Tasks for this exercise:
• A. Answer these questions using the post below on building TensorFlow layers, giving each answer on its own line marked (i), (ii) and (iii):
(i) What was the topic of the webinar where the writer was a speaker?
(ii) What other name is given for tf.keras.layers.Layer?
(iii) According to the quoted TensorFlow documentation, in what two ways can you write your own application-specific layers?
• B. Quote word for word the passage of the post below on building TensorFlow layers from "Writing your own layers is" up to and including "of existing layers.".

Reading passage:
>> start
Build your own layers for deep learning models using TensorFlow 2.0 and Python

Image : Stack Overflow

Background

During a very recent webinar where I was a speaker for the topic Deep learning with TensorFlow I repeatedly was asked a question regarding how would one really define their own layers, parameter and how they work so as to watch it do the magic while showing them some notebooks that had parameters to the layers that we regularly use. This prompted me to write a blog explaining layers and their parameters.

Building Tensorflow Layers

The tf.keras.layers.Layer or also written as tf.compat.v1.keras.layers.Layer gives you easy and effective access to start writing your own layers in building the desired convolutional neural network. Keras backend is well integrated with TensorFlow giving you ease of coding your layers at a high level understanding and handles a ot of code that you would otherwise would’ve written.

Writing your own layers is not that daunting if you have a certain understanding on how they work. According to the TensorFlow documentation

Many machine learning models are expressible as the composition and stacking of relatively simple layers, and TensorFlow provides both a set of many common layers as a well as easy ways for you to write your own application-specific layers either from scratch or as the composition of existing layers.
>> end
Data lines:
>> start
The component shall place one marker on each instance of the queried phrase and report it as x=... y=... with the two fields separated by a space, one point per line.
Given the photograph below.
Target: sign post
>> end
Answers below:
• A.
(i) Deep learning with TensorFlow
(ii) tf.compat.v1.keras.layers.Layer
(iii) Either from scratch or as the composition of existing layers

• B.
Writing your own layers is not that daunting if you have a certain understanding on how they work. According to the TensorFlow documentation

Many machine learning models are expressible as the composition and stacking of relatively simple layers, and TensorFlow provides both a set of many common layers as a well as easy ways for you to write your own application-specific layers either from scratch or as the composition of existing layers.